[TE LEZEN FRAGMENT]
○ ○ ○ ○

Staak de onderhandelingen over het vrijhandelsverdrag

Met dank overgenomen van C.D. (Dennis) de Jong i, gepubliceerd op vrijdag 14 februari 2014, 2:31.

Het vrijhandelsverdrag tussen de EU en de VS is een aantasting van onze veiligheidsvoorschriften en ons sociaal beleid, en holt de democratie uit.

Jasper van Dijk, SP-Kamerlid en Dennis de Jong, SP-Europarlementariër

Voorstanders van het vrijhandelsverdrag tussen de Europese Unie en de Verenigde Staten kijken uitsluitend naar economische voordelen en concurrentievermogen. Geen woord over de mogelijke aantasting van veiligheidsvoorschriften en sociaal beleid, de uitholling van democratische zeggenschap en de schimmige informatievoorziening.

Eerst over veiligheidsvoorschriften en sociaal beleid. Het verdrag heeft tot doel om handelsbeleid te harmoniseren. Dat betekent dat er compromissen moeten worden gesloten. De regels voor autogordels zijn anders in Europa dan in de Verenigde Staten. Harmoniseren betekent concessies doen.

○ ○ ○ ○

[OVER DEZE OPDRACHT]
Herschrijf de alinea die begint met „Eerst over veiligheidsvoorschriften” uit de tekst over het vrijhandelsverdrag hierboven in kortere vorm, met behoud van de belangrijkste feiten.

[GEËXTRAHEERDE GEGEVENS]
○ ○ ○ ○

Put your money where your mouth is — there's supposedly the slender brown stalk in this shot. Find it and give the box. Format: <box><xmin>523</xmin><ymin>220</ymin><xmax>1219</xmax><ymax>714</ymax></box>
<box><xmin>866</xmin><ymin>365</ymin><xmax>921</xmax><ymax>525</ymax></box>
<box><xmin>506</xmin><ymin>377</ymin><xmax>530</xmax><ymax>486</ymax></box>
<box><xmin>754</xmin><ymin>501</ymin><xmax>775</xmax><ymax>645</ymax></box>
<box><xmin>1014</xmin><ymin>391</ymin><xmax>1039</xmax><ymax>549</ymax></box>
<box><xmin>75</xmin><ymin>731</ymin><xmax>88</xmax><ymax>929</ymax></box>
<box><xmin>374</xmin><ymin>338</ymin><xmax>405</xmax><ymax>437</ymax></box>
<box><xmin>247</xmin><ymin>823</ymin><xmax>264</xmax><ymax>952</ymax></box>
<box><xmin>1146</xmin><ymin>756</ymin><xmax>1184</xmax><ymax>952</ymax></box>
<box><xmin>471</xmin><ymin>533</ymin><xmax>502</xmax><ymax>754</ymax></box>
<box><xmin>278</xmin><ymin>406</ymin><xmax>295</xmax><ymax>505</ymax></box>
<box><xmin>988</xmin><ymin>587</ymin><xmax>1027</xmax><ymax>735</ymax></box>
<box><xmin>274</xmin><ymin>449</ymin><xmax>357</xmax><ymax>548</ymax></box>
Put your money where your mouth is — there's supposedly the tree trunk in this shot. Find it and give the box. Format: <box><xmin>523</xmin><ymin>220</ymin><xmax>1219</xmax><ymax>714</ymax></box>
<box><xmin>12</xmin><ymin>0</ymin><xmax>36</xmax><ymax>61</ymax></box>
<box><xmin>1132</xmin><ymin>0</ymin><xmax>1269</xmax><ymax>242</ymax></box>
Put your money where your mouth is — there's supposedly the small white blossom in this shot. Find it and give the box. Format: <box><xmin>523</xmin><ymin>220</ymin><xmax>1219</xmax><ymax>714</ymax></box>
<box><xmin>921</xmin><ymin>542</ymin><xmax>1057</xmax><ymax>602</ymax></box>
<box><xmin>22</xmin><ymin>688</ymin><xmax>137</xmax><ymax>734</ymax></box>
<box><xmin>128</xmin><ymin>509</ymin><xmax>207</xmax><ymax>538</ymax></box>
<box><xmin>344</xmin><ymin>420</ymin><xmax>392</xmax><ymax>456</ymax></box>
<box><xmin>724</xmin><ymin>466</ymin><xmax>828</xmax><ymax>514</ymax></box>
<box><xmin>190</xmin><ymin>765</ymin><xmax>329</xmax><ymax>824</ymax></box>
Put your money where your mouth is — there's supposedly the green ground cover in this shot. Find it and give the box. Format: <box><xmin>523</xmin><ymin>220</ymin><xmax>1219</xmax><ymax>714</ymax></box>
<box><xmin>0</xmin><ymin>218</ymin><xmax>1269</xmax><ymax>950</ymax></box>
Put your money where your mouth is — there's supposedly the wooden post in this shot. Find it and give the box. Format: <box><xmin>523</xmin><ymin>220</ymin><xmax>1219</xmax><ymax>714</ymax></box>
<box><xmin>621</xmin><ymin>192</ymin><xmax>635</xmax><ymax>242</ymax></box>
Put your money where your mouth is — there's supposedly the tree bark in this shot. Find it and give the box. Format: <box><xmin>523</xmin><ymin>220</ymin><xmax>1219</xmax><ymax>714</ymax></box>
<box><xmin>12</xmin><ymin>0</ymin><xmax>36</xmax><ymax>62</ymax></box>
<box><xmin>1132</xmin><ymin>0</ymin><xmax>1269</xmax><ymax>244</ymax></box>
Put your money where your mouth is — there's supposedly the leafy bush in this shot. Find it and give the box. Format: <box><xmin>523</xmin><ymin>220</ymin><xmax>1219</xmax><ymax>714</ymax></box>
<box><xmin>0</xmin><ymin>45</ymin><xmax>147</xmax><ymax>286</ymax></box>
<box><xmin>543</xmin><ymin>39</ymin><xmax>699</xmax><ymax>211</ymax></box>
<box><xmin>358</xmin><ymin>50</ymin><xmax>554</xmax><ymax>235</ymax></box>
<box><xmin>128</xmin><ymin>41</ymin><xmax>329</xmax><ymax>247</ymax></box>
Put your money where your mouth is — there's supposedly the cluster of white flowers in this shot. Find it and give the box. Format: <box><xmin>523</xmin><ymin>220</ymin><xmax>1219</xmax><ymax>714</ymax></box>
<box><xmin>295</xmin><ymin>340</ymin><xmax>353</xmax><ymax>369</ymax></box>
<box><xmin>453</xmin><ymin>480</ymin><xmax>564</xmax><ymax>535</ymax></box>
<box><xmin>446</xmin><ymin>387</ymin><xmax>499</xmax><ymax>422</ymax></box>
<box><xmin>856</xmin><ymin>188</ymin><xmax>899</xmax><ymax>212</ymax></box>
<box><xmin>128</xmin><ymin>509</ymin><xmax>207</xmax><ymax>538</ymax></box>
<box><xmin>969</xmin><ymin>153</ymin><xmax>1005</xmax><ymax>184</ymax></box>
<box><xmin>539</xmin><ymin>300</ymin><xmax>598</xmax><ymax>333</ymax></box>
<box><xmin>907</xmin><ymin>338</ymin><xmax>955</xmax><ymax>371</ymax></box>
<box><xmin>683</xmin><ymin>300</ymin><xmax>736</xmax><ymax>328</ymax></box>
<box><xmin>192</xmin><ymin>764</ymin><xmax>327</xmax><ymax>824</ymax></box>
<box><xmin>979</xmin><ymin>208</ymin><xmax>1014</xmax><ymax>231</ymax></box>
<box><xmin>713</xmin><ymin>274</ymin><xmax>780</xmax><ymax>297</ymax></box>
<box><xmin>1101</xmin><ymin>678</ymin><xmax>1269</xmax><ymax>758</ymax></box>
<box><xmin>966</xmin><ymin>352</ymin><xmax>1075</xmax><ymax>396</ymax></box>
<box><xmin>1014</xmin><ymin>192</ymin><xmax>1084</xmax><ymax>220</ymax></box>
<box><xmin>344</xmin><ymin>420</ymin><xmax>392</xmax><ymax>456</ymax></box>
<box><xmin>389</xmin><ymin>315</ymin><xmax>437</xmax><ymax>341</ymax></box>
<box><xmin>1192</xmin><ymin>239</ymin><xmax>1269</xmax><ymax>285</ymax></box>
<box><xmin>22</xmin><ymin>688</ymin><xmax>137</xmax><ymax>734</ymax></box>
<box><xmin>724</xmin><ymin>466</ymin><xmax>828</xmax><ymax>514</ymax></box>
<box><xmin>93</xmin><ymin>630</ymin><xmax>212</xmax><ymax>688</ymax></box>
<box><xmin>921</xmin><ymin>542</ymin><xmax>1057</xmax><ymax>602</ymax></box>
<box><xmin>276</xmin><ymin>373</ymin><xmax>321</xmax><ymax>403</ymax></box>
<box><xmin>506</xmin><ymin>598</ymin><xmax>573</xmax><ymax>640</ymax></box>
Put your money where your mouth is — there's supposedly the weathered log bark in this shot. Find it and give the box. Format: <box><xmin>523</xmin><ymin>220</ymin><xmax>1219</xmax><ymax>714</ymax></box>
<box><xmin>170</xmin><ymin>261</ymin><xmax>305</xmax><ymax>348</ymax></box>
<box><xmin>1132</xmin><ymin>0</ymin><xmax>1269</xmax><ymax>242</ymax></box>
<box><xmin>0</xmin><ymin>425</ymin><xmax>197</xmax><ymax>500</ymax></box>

○ ○ ○ ○

[ANTWOORD HIERONDER]
Over veiligheidsvoorschriften en sociaal beleid: het verdrag wil het handelsbeleid harmoniseren, wat compromissen vereist. Zo verschillen de regels voor autogordels in Europa van die in de Verenigde Staten. Harmoniseren betekent dus concessies doen.